Ekstraklasa. Jarosław Niezgoda po meczu Legia - Wisła: Porażek w tym sezonie jest o wiele za dużo

Legia Warszawa przegrała z Wisłą Kraków (0:2) w ramach 28. kolejki Lotto Ekstraklasy. Mistrzowie Polski obydwie bramki - Carlitosa i Veleza - stracili już w pierwszej połowie spotkania. - Bardzo często byliśmy spóźnieni z interwencjami w obronie, z atakami. Rywale z łatwością radzili sobie w większości sytuacji - analizował po niedzielnym meczu napastnik warszawiaków, Jarosław Niezgoda.

Mecz z Wisłą zacząłeś na ławce. Nie byłeś gotowy do występu od początku?

Jarosław Niezgoda: - Nie byłem. Początkowo w ogóle miało mnie nie być w kadrze meczowej. Za mną trudny tydzień. Najpierw byłem chory, później doznałem kontuzji. Odczuwałem ból w stawie skokowym, który przeszkadzał mi w treningu.

Na przedmeczowej konferencji prasowej trener Romeo Jozak zapytany o Carlitosa odpowiedział, że Legia ma kilku 'Carlitosów'. Boisko pokazało, że jest inaczej.

- Carlitos to świetny zawodnik. Mam do niego ogromny szacunek. Strzelił 20 goli w tym sezonie, więc jego forma to nie przypadek. W niedzielnym meczu pokazał, że dysponuje dużymi umiejętnościami.

Z czego wynikała słabość Legii?

- Bardzo często byliśmy spóźnieni z interwencjami w obronie, z atakami. Rywale z łatwością radzili sobie w większości sytuacji. Ale nie tylko defensywa zawiodła. Z przodu też nie potrafiliśmy nic zrobić, nie mogliśmy zagrozić Wiśle.

**ZAŁĄCZONE WIERSZE**
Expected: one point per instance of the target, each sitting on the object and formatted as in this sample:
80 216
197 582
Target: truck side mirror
---
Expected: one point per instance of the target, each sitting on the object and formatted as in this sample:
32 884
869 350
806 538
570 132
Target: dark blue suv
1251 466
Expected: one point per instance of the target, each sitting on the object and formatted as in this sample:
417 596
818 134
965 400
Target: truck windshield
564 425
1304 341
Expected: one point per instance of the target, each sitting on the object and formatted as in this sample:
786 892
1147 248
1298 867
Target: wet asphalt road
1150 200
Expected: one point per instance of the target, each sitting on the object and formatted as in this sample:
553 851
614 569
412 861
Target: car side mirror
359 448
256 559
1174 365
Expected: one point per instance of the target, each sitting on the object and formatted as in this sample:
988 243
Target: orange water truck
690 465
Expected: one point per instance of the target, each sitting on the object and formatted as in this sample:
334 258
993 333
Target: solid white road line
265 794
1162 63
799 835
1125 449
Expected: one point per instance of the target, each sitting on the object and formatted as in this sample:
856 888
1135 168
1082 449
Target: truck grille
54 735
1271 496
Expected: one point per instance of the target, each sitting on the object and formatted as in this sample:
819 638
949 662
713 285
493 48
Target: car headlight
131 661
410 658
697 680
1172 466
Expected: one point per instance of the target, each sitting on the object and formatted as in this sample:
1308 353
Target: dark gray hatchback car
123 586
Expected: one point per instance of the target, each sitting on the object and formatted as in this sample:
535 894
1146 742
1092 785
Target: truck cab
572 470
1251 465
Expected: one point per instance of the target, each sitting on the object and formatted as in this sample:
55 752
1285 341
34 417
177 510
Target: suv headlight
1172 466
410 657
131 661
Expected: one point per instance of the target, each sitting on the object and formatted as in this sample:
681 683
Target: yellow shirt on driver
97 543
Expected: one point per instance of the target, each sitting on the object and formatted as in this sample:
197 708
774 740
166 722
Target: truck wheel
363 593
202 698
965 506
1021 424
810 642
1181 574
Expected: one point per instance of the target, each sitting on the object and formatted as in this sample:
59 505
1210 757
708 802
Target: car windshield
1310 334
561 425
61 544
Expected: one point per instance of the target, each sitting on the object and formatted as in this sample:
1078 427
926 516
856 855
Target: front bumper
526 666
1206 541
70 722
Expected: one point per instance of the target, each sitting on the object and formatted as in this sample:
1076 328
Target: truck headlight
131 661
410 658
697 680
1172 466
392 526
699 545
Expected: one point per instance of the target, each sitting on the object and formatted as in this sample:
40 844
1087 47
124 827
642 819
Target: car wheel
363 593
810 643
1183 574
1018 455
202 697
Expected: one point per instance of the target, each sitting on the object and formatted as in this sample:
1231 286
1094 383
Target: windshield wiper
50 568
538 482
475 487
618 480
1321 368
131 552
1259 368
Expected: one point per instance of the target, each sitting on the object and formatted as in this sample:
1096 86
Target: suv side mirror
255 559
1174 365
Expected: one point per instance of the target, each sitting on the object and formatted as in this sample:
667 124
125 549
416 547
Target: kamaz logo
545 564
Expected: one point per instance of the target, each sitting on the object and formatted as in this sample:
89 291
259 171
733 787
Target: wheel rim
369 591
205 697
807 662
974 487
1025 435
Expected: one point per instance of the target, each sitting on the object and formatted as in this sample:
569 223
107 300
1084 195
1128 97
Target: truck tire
--
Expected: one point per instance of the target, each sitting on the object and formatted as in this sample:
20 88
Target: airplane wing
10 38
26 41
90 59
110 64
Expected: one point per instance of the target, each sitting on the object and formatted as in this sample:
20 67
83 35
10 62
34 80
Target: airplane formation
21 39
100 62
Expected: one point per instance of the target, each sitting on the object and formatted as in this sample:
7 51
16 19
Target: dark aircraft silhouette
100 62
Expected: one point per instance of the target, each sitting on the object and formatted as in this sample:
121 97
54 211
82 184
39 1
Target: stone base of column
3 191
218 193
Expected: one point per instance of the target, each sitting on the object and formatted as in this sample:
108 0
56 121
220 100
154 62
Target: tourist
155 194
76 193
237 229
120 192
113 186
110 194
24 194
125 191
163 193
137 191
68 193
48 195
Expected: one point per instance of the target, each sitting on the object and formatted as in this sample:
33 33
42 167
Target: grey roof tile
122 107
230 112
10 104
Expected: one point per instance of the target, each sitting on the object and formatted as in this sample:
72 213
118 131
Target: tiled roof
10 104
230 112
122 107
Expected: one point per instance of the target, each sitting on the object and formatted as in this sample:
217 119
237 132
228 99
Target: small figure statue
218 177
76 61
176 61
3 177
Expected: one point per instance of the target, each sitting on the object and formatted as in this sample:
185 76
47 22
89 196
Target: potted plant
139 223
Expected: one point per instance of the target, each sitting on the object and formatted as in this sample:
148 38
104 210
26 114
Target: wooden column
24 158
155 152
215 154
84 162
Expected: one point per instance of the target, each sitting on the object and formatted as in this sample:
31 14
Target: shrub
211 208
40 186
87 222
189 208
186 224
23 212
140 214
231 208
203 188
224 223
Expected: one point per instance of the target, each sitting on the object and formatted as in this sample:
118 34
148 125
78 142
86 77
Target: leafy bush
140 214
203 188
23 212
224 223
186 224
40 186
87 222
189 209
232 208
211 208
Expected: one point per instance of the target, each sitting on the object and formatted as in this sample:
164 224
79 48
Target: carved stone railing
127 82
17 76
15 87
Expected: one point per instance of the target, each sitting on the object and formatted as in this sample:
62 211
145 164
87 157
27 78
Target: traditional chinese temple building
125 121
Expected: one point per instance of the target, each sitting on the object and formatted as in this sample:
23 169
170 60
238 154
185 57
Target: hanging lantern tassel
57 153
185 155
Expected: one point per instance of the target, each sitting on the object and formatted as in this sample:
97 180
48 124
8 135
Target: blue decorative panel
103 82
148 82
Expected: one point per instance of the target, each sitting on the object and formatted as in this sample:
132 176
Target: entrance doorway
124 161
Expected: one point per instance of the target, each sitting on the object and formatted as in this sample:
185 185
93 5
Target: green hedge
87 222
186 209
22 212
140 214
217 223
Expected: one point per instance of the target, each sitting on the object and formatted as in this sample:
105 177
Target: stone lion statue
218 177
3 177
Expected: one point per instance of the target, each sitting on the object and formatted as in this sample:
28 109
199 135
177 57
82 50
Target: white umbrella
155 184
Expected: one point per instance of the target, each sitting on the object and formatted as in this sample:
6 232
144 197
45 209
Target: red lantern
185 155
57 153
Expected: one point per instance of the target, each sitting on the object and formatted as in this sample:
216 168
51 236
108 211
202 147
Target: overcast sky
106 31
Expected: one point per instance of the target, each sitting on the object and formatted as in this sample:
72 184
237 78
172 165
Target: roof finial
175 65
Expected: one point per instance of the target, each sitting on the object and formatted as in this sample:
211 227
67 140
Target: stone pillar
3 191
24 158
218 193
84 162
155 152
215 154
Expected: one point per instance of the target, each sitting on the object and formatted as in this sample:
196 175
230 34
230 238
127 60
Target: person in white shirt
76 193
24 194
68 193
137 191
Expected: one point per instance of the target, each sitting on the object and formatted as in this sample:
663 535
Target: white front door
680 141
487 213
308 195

**ZADANIA DO WYKONANIA**
A) Ile goli strzelił Carlitos w tym sezonie według wywiadu z Jarosławem Niezgodą?
B) Przepisz dokładnie fragment wywiadu z Jarosławem Niezgodą od słów "- Carlitos to" do słów "dysponuje dużymi umiejętnościami.".
C) Dopisz dalszy ciąg wywiadu z Jarosławem Niezgodą, zaczynając od miejsca, w którym tekst się kończy.
Powyższe wiersze stanowią materiał niezależny od wywiadu z Jarosławem Niezgodą.

**ODPOWIEDZI DO ZADAŃ**
A) Carlitos strzelił w tym sezonie 20 goli.

B)
- Carlitos to świetny zawodnik. Mam do niego ogromny szacunek. Strzelił 20 goli w tym sezonie, więc jego forma to nie przypadek. W niedzielnym meczu pokazał, że dysponuje dużymi umiejętnościami.

C)
Strata do pierwszej Jagiellonii wynosi trzy punkty. Ona ma więc mały margines błędu, wy nie macie już żadnego.

- Co mogę powiedzieć? Słabo. Słabo to wygląda, przegraliśmy mecz i straciliśmy trzy ważne punkty.

Nawet jeśli ostatecznie uda wam się obronić mistrzostwo, to i tak przy dużej liczbie porażek. Chyba za dużej.

- Zdecydowanie tak. Tych porażek w tym sezonie było o wiele za dużo. Kiedy mamy gorsze dni, nie potrafimy wywalczyć chociażby remisu. Popadamy ze skrajności w skrajność - albo wygrywamy, często w dobrym stylu, albo po prostu przegrywamy.

Mimo tego że porażki zdarzają wam się dość często, ty utrzymujesz wysoki poziom. Czekałeś na powołanie do pierwszej reprezentacji?

- Nie, raczej nie. Mam swoje źródła, wiedziałem więc, że na razie nie ma na to szans.

Czujesz się lepszy od któregoś z powołanych napastników?

- Pomidor.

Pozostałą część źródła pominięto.